[Point-per-instance localization data]
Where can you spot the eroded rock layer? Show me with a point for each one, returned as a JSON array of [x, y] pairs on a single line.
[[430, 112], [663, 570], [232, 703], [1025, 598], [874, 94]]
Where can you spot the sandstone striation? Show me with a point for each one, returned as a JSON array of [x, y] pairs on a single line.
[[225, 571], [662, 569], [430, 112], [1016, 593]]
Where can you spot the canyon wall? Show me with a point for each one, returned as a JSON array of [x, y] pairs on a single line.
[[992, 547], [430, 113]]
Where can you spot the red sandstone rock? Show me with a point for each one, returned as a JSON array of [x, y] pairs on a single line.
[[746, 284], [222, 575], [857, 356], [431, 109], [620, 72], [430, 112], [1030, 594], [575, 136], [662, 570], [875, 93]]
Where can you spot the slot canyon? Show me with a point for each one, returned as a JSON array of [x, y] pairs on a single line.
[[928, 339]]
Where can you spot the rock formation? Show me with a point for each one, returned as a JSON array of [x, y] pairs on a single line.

Problem to solve - Repeat the records above with every character intact.

Task result -
Where can you spot the eroded rock layer? Show me with a point for each one, returned as a JSON array of [x, y] pairs on a single line.
[[430, 112], [663, 570], [232, 703], [1025, 598], [874, 94]]
Where can you spot the sandstone striation? Show me with a point for each one, returned as a JSON array of [x, y] pairs on a single line.
[[225, 571], [662, 569], [430, 112], [1016, 593]]
Where can you spot the canyon wall? Show me with a point for each one, returned as a JSON array of [x, y] pairs on a single line.
[[992, 547], [430, 113]]
Where can you spot the red sandstone rock? Show me with a point for each one, returned as a JSON array of [x, y] pairs on a single line.
[[746, 284], [222, 575], [857, 356], [431, 109], [620, 72], [430, 112], [1030, 594], [575, 136], [662, 570], [875, 93]]
Where can you spot the slot canyon? Show me with a point for each one, returned as a JSON array of [x, y] pairs on a single line.
[[928, 339]]
Where can you spot the rock formation? Show me with a point for each one, returned as a JSON array of [x, y] pairs on a single line.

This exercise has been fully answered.